● **THE PROBLEM**: Determine which lines of the records include the word "ford", and copy them.

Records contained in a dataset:
------------------------------------------------
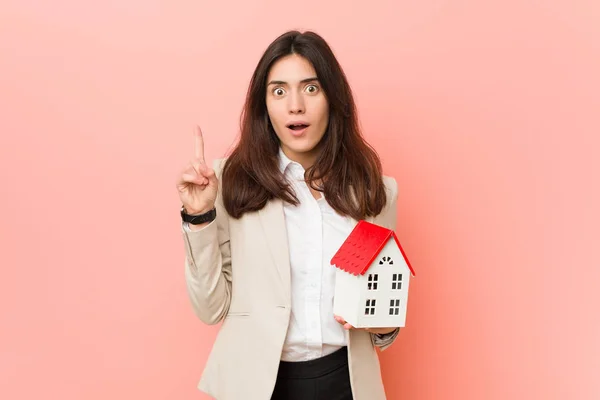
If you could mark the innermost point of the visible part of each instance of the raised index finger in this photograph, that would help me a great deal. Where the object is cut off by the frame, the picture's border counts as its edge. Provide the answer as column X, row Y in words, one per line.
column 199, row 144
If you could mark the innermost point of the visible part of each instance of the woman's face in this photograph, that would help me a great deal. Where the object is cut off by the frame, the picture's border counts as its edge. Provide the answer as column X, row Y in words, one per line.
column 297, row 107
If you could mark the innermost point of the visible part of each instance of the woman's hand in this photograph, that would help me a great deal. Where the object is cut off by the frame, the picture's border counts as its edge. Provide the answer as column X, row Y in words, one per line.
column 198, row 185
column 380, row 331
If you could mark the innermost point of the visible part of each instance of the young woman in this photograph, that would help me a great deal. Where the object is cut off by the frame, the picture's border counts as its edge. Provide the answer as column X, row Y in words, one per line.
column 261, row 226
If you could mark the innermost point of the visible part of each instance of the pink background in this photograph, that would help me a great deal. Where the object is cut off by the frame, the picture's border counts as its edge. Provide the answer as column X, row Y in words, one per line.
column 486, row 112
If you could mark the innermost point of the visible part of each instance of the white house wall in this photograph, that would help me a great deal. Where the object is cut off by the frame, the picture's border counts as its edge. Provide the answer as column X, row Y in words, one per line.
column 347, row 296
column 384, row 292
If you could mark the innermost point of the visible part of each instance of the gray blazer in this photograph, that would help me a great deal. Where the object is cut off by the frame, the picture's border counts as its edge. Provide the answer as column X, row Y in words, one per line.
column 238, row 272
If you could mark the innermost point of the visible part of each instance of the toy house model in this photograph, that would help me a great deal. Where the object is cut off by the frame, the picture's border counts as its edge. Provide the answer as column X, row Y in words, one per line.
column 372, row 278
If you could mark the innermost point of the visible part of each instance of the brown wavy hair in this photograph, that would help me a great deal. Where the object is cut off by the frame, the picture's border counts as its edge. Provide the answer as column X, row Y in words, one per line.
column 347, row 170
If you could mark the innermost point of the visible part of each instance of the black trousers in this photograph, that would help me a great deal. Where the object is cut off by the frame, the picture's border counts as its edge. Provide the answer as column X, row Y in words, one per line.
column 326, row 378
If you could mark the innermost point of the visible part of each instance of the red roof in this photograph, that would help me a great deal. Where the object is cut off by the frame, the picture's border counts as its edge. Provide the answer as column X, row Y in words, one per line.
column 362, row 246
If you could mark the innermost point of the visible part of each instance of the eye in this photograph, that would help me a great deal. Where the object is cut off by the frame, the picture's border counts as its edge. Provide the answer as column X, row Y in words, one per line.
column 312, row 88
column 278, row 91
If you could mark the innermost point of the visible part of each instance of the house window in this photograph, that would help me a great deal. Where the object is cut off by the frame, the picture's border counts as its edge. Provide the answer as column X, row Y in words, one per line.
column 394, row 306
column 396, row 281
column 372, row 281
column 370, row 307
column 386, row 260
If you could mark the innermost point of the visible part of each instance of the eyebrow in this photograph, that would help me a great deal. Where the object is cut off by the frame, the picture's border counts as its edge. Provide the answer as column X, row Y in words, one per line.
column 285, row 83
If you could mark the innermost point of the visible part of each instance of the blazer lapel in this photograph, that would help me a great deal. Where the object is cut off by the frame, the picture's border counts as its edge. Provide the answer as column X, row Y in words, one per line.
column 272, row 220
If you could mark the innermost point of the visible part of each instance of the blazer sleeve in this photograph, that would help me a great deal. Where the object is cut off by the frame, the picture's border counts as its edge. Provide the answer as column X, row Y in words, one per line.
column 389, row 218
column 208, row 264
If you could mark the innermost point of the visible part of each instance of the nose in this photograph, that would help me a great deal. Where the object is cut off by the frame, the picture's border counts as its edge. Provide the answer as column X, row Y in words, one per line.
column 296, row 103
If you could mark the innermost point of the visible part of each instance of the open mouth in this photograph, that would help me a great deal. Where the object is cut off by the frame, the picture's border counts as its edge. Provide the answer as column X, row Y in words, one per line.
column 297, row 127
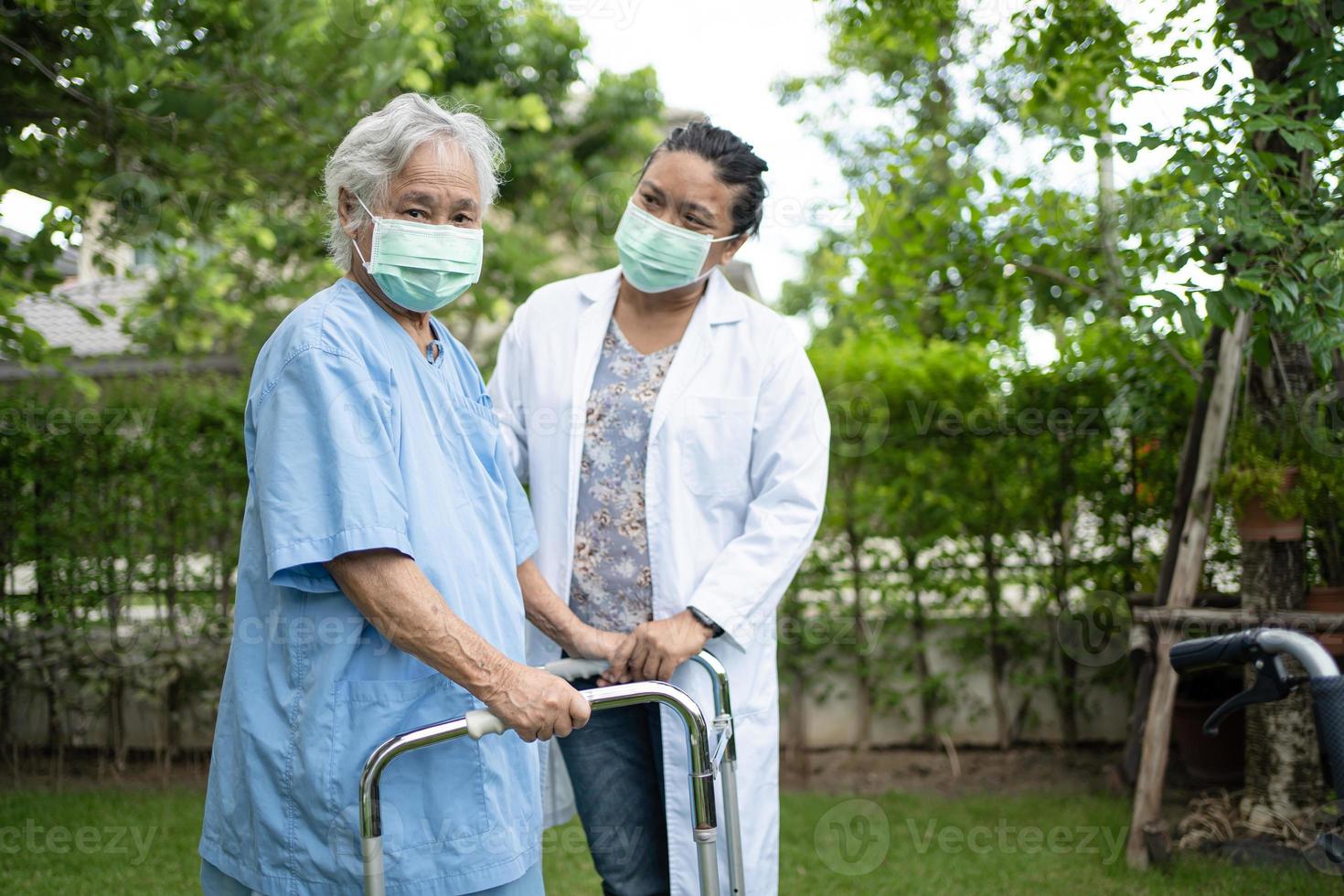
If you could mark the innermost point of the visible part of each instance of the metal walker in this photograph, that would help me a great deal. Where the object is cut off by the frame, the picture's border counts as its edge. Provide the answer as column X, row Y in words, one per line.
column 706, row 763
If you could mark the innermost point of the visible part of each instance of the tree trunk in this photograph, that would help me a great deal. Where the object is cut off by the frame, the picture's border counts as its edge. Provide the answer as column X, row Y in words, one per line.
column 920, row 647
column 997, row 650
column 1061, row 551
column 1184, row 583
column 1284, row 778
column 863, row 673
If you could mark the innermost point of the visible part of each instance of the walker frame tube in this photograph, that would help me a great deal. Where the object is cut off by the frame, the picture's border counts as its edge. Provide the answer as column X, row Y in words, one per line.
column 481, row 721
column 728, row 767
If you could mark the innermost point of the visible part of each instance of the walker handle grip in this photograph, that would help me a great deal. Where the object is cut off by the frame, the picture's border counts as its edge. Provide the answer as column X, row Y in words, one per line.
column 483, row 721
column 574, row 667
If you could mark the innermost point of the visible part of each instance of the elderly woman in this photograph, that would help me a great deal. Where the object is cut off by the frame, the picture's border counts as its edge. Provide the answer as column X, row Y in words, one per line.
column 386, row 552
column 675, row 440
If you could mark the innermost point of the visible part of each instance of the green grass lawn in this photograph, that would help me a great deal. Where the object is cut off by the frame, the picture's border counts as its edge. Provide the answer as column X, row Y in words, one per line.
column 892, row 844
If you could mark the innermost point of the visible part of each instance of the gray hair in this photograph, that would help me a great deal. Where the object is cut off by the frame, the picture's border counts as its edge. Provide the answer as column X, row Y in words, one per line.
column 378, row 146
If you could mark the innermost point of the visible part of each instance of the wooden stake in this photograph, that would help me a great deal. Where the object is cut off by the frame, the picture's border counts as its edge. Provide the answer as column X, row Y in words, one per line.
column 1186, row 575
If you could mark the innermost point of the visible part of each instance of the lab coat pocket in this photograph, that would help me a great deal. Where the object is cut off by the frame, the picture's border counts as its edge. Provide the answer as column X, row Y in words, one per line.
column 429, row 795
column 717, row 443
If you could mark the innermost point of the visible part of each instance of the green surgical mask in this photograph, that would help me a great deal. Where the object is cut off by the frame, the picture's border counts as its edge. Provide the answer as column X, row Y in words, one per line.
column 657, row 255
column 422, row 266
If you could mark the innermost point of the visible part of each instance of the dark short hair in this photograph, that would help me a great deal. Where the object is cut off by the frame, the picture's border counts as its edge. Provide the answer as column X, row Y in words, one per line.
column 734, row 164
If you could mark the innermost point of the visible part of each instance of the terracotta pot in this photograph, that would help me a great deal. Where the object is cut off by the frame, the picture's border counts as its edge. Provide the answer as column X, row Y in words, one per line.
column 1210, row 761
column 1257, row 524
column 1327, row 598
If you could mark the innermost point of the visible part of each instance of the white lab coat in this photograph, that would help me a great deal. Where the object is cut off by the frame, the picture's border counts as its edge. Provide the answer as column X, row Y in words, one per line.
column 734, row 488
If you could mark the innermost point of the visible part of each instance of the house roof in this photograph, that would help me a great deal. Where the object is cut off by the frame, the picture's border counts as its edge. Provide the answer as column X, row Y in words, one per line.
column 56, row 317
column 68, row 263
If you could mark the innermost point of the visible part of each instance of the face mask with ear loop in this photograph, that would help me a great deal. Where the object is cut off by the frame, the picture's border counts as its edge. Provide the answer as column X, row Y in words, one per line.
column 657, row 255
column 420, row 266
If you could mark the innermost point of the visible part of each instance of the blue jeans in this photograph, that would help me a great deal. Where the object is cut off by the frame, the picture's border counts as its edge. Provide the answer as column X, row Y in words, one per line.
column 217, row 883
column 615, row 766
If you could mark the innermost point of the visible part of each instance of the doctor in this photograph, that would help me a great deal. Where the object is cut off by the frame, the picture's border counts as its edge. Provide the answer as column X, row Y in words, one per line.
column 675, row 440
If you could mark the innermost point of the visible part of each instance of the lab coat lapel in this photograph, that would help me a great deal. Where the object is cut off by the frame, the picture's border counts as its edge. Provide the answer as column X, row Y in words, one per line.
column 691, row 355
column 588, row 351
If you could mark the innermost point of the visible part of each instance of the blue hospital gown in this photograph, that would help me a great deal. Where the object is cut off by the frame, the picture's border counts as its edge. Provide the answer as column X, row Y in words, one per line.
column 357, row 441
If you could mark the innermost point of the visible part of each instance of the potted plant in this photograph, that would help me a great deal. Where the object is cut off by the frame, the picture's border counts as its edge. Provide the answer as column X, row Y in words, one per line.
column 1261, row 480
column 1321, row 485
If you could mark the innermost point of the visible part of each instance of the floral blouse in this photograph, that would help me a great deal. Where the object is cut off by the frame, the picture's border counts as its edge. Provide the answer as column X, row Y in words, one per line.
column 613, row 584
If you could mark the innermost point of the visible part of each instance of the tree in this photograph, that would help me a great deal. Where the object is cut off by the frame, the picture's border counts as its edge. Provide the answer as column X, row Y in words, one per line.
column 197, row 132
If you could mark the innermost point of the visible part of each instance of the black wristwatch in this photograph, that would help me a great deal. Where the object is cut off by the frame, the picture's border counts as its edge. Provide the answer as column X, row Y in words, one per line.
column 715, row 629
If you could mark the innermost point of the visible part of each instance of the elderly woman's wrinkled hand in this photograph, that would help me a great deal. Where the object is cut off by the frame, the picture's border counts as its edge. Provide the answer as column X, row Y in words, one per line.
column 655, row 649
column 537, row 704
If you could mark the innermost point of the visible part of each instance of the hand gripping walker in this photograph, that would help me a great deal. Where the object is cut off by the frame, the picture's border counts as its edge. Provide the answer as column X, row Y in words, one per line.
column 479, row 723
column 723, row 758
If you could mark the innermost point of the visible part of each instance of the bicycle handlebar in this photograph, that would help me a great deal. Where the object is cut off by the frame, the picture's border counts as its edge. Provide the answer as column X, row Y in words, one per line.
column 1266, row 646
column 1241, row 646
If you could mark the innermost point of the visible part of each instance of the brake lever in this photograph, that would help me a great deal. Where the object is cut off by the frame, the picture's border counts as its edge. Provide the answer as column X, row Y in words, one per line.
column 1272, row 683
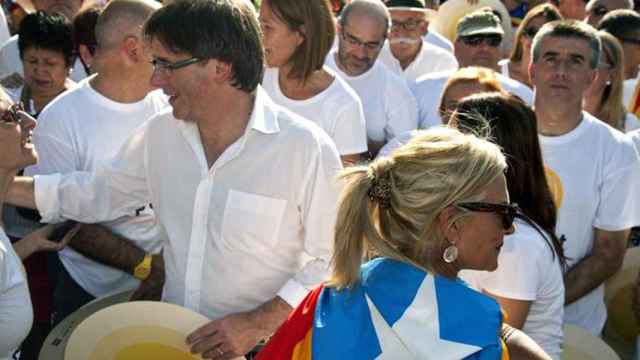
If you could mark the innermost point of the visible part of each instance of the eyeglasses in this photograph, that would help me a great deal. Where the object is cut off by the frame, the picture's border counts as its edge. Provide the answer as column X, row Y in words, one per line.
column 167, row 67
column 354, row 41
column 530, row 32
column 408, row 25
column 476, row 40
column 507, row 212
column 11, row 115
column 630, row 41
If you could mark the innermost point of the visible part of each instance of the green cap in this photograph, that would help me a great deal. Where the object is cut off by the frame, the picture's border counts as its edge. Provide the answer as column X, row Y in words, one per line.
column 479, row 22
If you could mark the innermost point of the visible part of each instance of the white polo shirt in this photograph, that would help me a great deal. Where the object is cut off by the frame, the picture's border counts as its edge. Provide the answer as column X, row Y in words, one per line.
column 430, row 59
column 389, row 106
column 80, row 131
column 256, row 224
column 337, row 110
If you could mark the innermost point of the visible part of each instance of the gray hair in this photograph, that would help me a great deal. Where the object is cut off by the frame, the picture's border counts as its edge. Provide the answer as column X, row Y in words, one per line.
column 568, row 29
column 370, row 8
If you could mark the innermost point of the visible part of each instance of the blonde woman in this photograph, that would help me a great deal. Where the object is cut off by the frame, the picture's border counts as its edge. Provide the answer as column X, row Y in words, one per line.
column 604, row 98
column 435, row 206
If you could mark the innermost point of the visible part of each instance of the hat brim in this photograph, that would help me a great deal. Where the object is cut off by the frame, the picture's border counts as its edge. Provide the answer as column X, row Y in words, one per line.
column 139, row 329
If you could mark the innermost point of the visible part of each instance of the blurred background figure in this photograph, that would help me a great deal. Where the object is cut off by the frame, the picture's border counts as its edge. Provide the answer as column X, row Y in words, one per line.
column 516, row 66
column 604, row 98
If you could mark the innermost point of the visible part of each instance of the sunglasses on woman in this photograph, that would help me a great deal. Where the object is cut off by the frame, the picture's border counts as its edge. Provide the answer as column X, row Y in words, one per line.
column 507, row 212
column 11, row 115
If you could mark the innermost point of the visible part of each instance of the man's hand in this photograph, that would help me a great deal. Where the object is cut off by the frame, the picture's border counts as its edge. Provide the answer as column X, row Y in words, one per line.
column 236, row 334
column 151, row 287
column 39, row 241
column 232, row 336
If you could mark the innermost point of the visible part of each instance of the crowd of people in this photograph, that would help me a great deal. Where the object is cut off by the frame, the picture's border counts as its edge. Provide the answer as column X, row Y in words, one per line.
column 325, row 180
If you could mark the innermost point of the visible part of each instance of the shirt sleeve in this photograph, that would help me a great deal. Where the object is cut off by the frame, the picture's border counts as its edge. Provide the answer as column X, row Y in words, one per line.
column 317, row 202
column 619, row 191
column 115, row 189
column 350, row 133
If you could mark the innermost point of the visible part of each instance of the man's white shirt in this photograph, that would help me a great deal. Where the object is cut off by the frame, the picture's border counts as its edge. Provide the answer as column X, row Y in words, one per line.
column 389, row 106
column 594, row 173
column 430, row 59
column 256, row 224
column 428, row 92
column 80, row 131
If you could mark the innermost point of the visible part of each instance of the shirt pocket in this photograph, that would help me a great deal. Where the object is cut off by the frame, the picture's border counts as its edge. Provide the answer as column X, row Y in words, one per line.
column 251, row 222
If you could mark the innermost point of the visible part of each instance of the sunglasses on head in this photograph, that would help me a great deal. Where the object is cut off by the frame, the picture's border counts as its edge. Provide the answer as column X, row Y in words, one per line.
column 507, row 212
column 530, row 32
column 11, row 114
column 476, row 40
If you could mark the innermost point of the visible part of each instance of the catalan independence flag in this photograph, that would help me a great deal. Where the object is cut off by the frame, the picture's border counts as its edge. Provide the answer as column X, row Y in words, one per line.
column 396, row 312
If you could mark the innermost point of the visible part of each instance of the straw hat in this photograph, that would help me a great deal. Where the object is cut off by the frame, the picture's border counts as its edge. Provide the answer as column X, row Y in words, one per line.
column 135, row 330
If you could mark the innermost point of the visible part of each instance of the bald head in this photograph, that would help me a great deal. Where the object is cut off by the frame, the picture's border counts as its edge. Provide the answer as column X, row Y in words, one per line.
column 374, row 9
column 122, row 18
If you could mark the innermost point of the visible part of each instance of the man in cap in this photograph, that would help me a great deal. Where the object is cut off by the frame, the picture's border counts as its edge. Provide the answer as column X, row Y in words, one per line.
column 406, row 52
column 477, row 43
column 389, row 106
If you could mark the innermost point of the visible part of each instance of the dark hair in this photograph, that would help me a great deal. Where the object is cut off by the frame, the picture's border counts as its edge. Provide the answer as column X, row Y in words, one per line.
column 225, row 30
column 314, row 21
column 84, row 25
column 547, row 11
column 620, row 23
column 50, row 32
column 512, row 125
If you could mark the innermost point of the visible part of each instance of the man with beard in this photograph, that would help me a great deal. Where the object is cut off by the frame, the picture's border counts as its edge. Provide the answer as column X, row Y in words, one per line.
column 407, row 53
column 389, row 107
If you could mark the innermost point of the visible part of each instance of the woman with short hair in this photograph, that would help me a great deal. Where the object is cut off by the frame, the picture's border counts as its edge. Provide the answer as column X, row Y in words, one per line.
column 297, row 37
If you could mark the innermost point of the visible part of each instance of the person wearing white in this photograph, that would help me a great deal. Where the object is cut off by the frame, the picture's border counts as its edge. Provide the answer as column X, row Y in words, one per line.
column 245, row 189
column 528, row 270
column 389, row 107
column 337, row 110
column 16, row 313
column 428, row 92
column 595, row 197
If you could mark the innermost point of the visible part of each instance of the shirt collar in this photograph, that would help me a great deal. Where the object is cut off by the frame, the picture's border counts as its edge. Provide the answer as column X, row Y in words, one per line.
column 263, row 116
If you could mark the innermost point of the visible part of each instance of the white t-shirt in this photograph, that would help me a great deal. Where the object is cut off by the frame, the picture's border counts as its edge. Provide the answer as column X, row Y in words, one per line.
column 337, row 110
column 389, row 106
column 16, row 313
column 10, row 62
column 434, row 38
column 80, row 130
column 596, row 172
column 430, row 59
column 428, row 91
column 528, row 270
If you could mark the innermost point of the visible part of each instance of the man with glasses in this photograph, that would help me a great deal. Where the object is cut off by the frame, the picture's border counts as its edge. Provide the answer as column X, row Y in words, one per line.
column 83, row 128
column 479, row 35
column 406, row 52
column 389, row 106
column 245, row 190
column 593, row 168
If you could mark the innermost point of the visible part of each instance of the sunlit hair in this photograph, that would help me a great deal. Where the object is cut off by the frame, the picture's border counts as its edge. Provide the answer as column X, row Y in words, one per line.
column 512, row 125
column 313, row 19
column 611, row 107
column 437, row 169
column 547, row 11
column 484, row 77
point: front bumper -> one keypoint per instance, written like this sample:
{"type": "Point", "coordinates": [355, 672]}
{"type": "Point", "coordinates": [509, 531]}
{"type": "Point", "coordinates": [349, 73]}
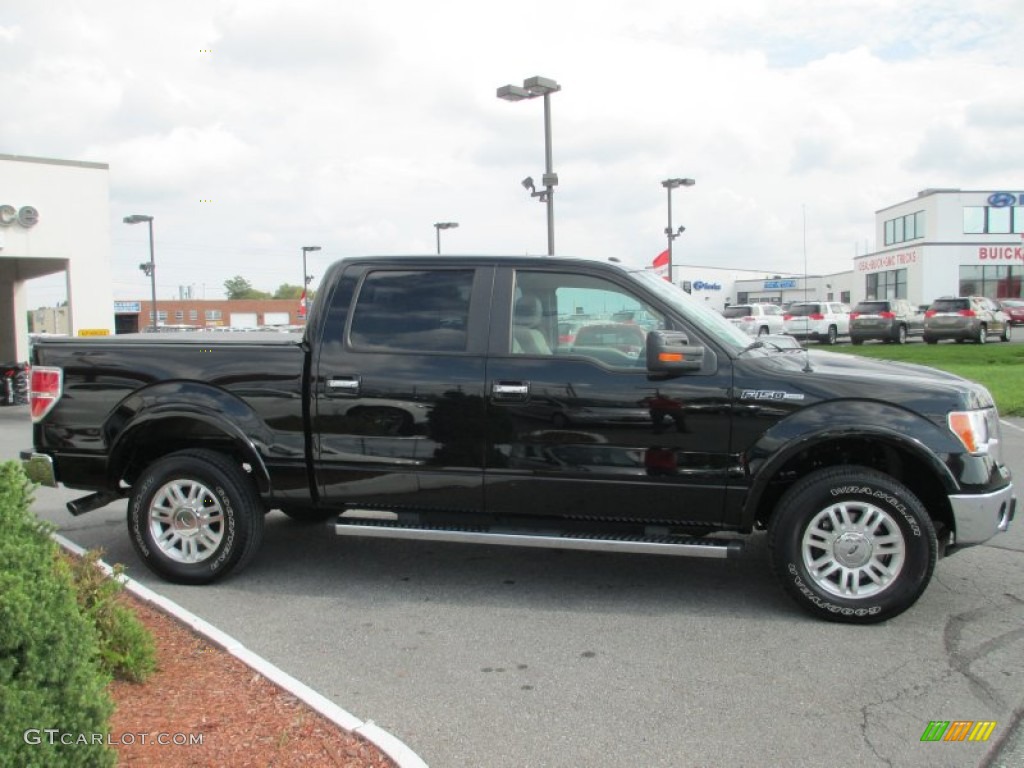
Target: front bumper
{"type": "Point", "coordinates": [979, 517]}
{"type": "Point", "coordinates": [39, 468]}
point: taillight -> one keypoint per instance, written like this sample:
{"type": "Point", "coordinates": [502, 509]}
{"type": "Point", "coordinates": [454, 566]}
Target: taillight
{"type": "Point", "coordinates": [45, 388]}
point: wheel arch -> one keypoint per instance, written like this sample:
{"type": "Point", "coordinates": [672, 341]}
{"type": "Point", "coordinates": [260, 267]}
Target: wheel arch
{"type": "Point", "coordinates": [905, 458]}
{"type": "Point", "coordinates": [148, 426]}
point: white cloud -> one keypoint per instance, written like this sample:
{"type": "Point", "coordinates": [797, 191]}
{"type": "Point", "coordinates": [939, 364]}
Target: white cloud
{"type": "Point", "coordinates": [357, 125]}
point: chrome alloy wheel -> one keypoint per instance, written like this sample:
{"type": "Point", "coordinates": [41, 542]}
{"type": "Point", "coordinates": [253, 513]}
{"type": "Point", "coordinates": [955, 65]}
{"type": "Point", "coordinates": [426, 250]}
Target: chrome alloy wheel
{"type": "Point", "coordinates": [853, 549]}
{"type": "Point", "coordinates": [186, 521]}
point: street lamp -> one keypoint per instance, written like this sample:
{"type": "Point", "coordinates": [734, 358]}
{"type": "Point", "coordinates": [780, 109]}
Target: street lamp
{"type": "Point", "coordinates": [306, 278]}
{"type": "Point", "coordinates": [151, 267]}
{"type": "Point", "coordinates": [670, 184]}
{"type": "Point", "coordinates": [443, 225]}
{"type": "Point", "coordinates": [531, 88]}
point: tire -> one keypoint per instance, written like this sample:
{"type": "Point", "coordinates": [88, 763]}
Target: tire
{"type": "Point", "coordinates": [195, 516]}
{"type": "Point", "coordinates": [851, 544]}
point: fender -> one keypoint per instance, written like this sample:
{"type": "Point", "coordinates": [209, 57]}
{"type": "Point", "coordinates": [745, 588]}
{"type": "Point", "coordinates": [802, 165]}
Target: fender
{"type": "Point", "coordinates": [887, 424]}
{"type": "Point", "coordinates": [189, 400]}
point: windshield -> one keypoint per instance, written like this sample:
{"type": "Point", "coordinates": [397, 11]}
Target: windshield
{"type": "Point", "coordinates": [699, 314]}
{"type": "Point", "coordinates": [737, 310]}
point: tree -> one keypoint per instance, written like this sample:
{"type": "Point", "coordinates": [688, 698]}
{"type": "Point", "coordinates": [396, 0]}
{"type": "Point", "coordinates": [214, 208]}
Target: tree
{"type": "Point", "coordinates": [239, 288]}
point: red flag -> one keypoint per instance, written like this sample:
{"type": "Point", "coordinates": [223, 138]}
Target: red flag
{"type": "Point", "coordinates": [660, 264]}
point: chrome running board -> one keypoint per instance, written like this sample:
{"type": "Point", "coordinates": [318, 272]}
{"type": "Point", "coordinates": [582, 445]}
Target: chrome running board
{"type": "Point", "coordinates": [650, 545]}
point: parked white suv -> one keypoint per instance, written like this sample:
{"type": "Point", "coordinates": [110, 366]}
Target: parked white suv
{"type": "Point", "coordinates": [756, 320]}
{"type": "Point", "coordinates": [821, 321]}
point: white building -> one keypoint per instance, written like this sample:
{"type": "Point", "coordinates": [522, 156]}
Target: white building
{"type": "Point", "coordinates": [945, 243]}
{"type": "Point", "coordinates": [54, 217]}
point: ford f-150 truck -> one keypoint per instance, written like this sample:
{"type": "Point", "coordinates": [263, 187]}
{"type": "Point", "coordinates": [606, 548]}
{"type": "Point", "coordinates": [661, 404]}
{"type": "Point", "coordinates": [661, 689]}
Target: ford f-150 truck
------------------------------------------------
● **PROBLEM SOLUTION**:
point: ford f-150 truck -> one keypoint per instance, written like this sample:
Target: ford f-150 truck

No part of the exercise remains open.